Your task. Please repeat the records verbatim, from the line holding "negative clicks: (1081, 957) (1081, 989)" through the end of the records, both included.
Top of Extracted information
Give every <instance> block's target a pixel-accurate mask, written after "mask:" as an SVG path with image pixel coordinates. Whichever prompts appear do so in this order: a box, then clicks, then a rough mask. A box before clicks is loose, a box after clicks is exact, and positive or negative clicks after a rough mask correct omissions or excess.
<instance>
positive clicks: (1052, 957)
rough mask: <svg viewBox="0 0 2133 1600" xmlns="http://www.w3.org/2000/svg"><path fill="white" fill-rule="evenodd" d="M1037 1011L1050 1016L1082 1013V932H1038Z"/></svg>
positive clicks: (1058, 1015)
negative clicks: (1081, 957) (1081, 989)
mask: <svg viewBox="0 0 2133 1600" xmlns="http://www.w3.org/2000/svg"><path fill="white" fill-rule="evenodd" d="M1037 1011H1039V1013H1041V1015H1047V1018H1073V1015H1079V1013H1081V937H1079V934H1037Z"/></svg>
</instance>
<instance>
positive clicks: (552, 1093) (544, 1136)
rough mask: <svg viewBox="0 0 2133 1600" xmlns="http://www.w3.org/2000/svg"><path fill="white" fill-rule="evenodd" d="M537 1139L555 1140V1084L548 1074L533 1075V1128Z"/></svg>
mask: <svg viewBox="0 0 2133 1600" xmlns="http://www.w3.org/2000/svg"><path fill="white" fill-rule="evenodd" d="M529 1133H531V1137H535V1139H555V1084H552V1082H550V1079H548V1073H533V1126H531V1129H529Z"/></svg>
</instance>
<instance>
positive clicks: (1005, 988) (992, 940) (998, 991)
Bottom of Extracted information
Answer for the task.
negative clicks: (1081, 957) (1081, 989)
mask: <svg viewBox="0 0 2133 1600" xmlns="http://www.w3.org/2000/svg"><path fill="white" fill-rule="evenodd" d="M1037 1011H1039V1013H1041V1015H1047V1018H1073V1015H1079V1013H1081V937H1079V934H1037Z"/></svg>
</instance>
<instance>
positive clicks: (552, 1093) (544, 1136)
rough mask: <svg viewBox="0 0 2133 1600" xmlns="http://www.w3.org/2000/svg"><path fill="white" fill-rule="evenodd" d="M537 1139L555 1140V1084L548 1074L533 1075V1128Z"/></svg>
mask: <svg viewBox="0 0 2133 1600" xmlns="http://www.w3.org/2000/svg"><path fill="white" fill-rule="evenodd" d="M529 1133H531V1137H535V1139H555V1084H552V1082H550V1079H548V1073H533V1126H531V1129H529Z"/></svg>
</instance>
<instance>
positive clicks: (1005, 988) (992, 940) (998, 991)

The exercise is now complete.